In [1]:
import math, gc
import numpy as np
import pandas as pd
import matplotlib.pyplot as plt
import seaborn as sns
from ast import literal_eval
from onemapsg import OneMapClient
from haversine import haversine, Unit
from geopy.geocoders import Nominatim
from datetime import datetime, timedelta
import warnings
warnings.filterwarnings("ignore")

# import
malls = pd.read_csv(r'C:\Users\xBaka\Notebooks\School\Project\used\malls.csv')
mrt_lrt = pd.read_csv(r'C:\Users\xBaka\Notebooks\School\Project\used\mrt_lrt.csv')
markets = pd.read_csv(r'C:\Users\xBaka\Notebooks\School\Project\used\markets.csv')
hawkers = pd.read_csv(r'C:\Users\xBaka\Notebooks\School\Project\used\hawkers.csv')
addresses = pd.read_csv(r'C:\Users\xBaka\Notebooks\School\Project\used\unique_addresses.csv')
cpi = pd.read_csv(r'C:\Users\xBaka\Notebooks\School\Project\used\rpi-quarterly.csv')
data = pd.read_csv(r'D:\School stuff\Project/resale-1990-onwards.csv')

In [2]:
# Month
"""
Convert month string into Python datetime format.
Subtract 30 days from month to obtain correct month
"""
data['month'] = pd.to_datetime(data['month'])
data['month'] = data['month'] - timedelta(1)
data = data[(data['month']>="2015-01-01") & (data['month']<"2021-01-01")]
data = data.sort_values(by='month')
data = data.reset_index(drop=True)

In [3]:
# Quarters
"""
Extract Quarters from months
"""
def quarters(x):
    if x.month in [1,2,3]:
        return "Q1"
    elif x.month in [4,5,6]:
        return "Q2"
    elif x.month in [7,8,9]:
        return "Q3"    
    elif x.month in [10,11,12]:
        return "Q4"

data['quarter'] = data['month'].apply(quarters)

In [4]:
# Flat Type
"""
Merge flat_type and flat_model into a single feature.
Transform terrace and adjoined flat into flat_type classes
"""
data['flat_type'] = data['flat_type'].str.replace("MULTI GENERATION", "MULTI-GENERATION")
data['flat_type'] = np.where(data['flat_model']=='TERRACE', data['flat_model'], data['flat_type'])
data['flat_type'] = np.where(data['flat_model']=='ADJOINED FLAT', 'JUMBO', data['flat_type'])

In [5]:
# Street Name
"""
Convert towns to reflect street names for some towns
"""
data.loc[data[data['town'].str.contains('KALLANG')].index, 'town'] = 'KALLANG'
data.loc[data[data['street_name'].str.contains('PAYA LEBAR')].index, 'town'] = 'PAYA LEBAR'
data.loc[data[data['street_name'].str.contains('HOUGANG')].index, 'town'] = 'HOUGANG'
data.loc[data[data['street_name'].str.contains('ROCHOR')].index, 'town'] = 'ROCHOR'

In [6]:
# Address
"""
------------
In the notebook code above, what value is flat_type given when flat_model is "ADJOINED FLAT"?

Raw data ▸
------------
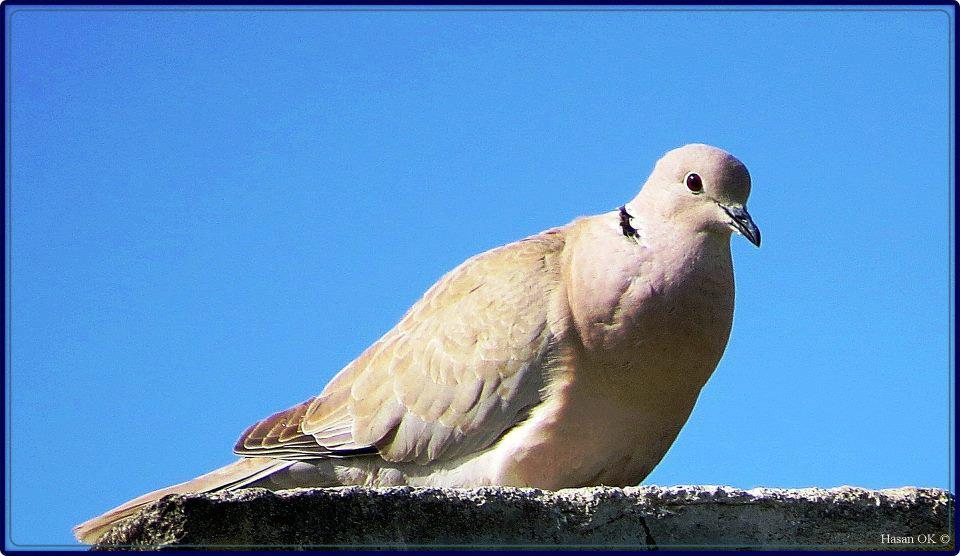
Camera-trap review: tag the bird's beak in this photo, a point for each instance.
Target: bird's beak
------------
Task response ▸ JUMBO